**DOCUMENT EXTRACT**
________________________________________

Lecture 13: Program Synthesis with Reinforcement Learning (Slides)

Up to this point, we have talked about how language models are trained using supervised learning with an autoregressive objective. There is however another way to train a model to produce programs, and that is by using reinforcement learning (RL). Unlike the supervised learning approach, RL does not require a corpus of programs to train on. Instead, the idea is that the model has access to an environment that produces rewards or penalties for every action that the model takes. This allows for a form of self-training, where the model discovers the best (i.e., most rewarding) actions to take in different situations. ReinforcementLearning:Autoregressive; ReinforcementLearning:RLoverview; ReinforcementLearning:mdp; ReinforcementLearning:TrajectoriesPolicies

A reinforement learning primer

In reinforcement learning, the goal is to learn how to control an agent interacting with a possibly non-deterministic environment. The environment is defined by a state space $\mathcal{S}$ and a transition function $T : S \times \mathcal{A} \times S \rightarrow \mathbb{R}$. Given a source state $s$ an action $a$ and a target state $s'$, the function $T(s, a, s')$ is equal to the probability that if the agent in a state $s$ and it performs an action $a$, that it will transition to state $s'$. In order for $T$ to be well formed, it must be the case that for all initial states and all actions, the sum of $T$ over all target states should add up to 1. \[ \forall s. \forall a. \left(\sum_{s'} T(s, a, s') \right) = 1 \]

In most practical applications of RL, the environment is represented with a simulator— a complex piece of code that is not differentiable or analyzable and that internally keeps track of the state of the system. For example, if we want to train an agent to play pong, the state would be the position and velocity of the ball and the position of the paddles. The actions would correspond to the commands to move the paddle up or down, and the transition function would be the simulator that determines the next state from the current state and the action. The uncertainty in pong comes from the adversary, which may behave non-deterministically.

The goal in RL is to learn a policy $\pi: \mathcal{S} \rightarrow \mathcal{A}$ that for each state determines an action for the agent and which maximizes a reward $R: \mathcal{S} \times \mathcal{A} \rightarrow \mathbb{R}$ that assigns a score to each state action pair. The policy can also be probabilistic, in which case $P_{\pi}: \mathcal{S} \times \mathcal{A} \rightarrow \mathbb{R}$ tells us the probability of taking an action $a$ in state $s$. In most interesting applications of RL, the reward is sparse; only a handful of state/actions have non-zero rewards. For example, in pong, you may get a reward every time your paddle hits the ball. In the case of some games, the reward may be zero until you reach the end of the game—only at that point you get a positive or negative reward depending on whether you won or lost.

________________________________________

**ASSIGNED TASK 1**
In the lecture notes on program synthesis with reinforcement learning, what makes up the state in the pong example?
**ASSIGNED TASK 2**
Reproduce the passage of the lecture notes running from "The goal in" to "won or lost.".
Nothing in the items is needed for what is asked here.

(Referring expression data based on photos)

________________________________________

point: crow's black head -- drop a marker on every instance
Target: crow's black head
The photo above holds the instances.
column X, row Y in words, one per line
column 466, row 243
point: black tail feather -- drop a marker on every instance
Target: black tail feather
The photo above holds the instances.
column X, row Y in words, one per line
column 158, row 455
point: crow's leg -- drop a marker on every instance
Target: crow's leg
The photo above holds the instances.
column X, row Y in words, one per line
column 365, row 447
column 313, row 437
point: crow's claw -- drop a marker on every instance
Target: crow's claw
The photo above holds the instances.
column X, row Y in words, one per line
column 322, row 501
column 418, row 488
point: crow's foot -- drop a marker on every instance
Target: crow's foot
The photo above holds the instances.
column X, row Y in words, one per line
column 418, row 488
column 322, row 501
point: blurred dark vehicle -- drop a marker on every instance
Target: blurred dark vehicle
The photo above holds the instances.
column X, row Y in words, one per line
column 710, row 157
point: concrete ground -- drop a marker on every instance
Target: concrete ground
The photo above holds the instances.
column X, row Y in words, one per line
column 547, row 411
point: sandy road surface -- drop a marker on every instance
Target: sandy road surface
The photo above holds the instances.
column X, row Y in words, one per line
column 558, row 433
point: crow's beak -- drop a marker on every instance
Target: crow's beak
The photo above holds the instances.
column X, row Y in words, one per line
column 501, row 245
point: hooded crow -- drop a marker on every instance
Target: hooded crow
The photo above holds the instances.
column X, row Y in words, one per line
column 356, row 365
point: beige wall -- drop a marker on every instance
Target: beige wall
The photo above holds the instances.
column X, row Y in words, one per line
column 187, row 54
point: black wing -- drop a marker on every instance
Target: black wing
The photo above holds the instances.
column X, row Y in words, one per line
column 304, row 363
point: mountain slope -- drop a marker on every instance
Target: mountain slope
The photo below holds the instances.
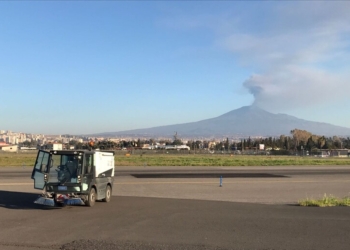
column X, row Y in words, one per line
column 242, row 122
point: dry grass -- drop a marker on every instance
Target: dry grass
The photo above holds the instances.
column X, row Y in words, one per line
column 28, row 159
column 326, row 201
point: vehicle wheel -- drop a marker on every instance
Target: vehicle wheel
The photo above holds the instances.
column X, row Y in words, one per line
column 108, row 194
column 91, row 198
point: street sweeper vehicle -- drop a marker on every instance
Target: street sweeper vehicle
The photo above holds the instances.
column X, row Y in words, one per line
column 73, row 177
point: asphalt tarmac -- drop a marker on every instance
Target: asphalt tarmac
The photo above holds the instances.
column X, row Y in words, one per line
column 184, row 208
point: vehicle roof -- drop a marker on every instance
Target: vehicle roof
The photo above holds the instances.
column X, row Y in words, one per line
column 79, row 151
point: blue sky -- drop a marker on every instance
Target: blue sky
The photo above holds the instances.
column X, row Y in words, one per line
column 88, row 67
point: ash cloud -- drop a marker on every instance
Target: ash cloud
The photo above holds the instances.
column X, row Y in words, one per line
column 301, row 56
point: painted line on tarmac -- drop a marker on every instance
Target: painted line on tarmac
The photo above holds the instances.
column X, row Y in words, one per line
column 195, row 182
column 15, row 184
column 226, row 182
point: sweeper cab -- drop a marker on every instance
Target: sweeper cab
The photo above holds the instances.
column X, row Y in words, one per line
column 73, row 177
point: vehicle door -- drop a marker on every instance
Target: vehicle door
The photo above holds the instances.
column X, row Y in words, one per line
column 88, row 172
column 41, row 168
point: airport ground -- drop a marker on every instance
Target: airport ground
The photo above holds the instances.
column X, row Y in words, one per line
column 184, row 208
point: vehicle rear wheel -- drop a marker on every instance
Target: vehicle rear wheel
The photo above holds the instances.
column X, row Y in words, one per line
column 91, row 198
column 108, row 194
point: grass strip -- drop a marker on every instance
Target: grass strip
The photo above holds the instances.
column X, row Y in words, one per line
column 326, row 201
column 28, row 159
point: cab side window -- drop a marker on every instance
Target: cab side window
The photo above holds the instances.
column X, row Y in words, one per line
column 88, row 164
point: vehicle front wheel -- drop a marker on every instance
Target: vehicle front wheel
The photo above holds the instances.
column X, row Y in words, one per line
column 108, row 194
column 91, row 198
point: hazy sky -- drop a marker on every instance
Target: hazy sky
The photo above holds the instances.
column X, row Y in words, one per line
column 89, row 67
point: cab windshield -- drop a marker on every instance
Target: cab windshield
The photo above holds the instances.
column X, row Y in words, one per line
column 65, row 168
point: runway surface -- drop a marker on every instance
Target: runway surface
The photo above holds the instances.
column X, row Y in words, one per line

________________________________________

**TASK OUTPUT 1**
The state is the position and velocity of the ball and the position of the paddles.

**TASK OUTPUT 2**
The goal in RL is to learn a policy $\pi: \mathcal{S} \rightarrow \mathcal{A}$ that for each state determines an action for the agent and which maximizes a reward $R: \mathcal{S} \times \mathcal{A} \rightarrow \mathbb{R}$ that assigns a score to each state action pair. The policy can also be probabilistic, in which case $P_{\pi}: \mathcal{S} \times \mathcal{A} \rightarrow \mathbb{R}$ tells us the probability of taking an action $a$ in state $s$. In most interesting applications of RL, the reward is sparse; only a handful of state/actions have non-zero rewards. For example, in pong, you may get a reward every time your paddle hits the ball. In the case of some games, the reward may be zero until you reach the end of the game—only at that point you get a positive or negative reward depending on whether you won or lost.